# Directions for this task
Check which lines in the records hold "rear" and report how many there are, with no other text.

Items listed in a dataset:

---*---

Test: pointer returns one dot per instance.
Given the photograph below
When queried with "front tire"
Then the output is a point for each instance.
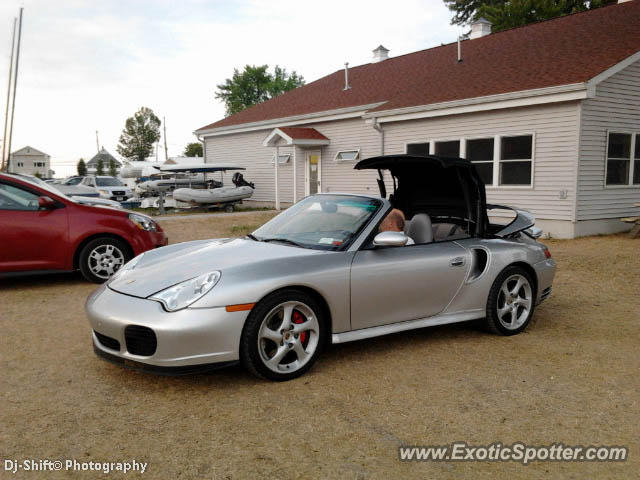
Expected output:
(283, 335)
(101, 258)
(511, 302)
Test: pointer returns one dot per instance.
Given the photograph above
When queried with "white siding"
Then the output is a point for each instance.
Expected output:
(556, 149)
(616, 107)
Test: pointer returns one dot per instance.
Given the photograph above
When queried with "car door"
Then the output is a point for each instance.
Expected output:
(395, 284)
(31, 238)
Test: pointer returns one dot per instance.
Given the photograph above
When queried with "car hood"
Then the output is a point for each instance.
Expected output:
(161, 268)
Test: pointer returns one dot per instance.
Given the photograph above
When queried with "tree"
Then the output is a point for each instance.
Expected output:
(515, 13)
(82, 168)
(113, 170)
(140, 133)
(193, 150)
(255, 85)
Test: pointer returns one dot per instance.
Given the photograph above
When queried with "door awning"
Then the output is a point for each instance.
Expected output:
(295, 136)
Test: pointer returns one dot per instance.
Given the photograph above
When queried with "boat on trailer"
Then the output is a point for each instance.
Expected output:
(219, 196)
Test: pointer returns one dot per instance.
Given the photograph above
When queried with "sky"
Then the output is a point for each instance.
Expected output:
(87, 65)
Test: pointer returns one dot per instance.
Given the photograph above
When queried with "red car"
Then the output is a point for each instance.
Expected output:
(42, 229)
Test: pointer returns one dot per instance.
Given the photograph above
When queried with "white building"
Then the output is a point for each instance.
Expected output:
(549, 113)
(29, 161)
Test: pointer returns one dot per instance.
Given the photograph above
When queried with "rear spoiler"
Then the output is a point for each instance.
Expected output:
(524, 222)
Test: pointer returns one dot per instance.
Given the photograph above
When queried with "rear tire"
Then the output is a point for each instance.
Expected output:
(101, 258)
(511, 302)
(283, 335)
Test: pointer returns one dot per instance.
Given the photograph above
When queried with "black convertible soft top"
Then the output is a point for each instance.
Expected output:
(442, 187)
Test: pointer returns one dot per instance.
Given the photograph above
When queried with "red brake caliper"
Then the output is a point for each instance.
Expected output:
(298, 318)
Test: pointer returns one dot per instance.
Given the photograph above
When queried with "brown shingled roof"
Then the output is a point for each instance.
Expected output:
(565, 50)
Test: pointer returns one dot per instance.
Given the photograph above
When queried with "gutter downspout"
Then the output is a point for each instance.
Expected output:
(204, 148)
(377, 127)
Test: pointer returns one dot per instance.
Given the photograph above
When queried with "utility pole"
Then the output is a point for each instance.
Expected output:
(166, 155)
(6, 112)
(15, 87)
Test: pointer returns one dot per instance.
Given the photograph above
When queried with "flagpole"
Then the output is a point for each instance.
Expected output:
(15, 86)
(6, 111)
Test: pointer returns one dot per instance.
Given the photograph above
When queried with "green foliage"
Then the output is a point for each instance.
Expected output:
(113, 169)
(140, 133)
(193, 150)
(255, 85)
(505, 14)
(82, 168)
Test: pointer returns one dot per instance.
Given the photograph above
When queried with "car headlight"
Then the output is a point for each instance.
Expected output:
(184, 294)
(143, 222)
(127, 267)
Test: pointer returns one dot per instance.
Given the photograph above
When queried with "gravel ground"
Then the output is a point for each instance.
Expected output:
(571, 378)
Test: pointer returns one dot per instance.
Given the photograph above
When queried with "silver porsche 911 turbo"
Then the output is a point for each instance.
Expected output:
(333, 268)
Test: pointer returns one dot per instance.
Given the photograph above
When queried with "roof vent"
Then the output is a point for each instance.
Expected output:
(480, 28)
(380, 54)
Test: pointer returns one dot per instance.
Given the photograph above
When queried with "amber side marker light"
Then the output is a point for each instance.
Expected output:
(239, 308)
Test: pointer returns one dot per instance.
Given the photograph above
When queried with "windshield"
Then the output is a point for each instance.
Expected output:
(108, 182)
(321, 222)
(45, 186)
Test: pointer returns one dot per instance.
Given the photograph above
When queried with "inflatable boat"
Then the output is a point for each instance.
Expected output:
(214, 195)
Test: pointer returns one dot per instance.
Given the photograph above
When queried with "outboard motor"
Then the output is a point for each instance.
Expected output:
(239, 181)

---*---

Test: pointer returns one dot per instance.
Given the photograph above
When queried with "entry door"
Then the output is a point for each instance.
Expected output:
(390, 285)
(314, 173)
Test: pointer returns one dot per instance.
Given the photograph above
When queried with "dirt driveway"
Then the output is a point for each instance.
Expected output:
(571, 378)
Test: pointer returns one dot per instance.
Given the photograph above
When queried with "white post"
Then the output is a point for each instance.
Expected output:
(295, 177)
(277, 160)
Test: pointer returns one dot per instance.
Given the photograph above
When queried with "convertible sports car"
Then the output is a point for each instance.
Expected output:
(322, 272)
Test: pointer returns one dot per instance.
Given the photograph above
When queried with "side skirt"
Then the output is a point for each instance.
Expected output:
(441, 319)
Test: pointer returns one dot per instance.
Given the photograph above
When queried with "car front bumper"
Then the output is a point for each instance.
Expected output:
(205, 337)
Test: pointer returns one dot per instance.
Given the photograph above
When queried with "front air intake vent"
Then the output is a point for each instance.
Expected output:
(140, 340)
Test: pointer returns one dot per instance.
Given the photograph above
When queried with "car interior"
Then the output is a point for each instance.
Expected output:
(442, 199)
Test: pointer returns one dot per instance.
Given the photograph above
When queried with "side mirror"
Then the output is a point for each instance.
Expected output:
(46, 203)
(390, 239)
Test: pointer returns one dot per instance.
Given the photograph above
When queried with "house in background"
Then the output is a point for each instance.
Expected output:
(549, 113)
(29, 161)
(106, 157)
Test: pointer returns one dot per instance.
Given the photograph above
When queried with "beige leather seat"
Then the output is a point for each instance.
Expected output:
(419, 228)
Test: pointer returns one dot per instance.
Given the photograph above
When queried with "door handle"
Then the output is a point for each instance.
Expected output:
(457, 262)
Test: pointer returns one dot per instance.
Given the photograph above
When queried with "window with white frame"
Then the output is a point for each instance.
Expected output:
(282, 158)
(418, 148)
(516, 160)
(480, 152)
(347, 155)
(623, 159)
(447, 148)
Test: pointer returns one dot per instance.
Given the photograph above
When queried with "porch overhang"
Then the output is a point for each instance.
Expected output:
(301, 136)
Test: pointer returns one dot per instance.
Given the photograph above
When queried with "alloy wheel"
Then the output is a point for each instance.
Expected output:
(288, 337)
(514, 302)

---*---

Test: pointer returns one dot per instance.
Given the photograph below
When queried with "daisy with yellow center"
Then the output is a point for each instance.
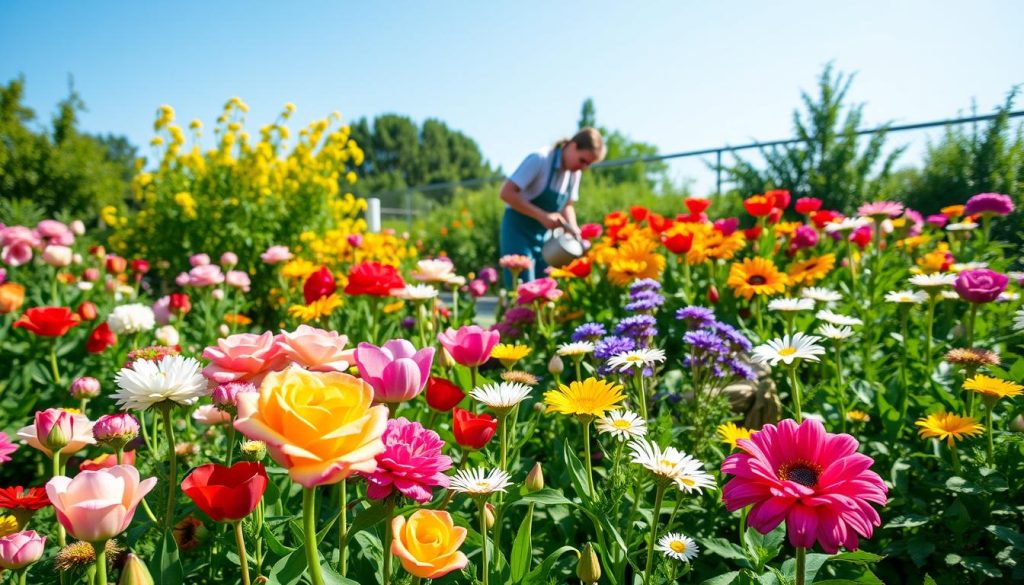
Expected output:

---*---

# Response
2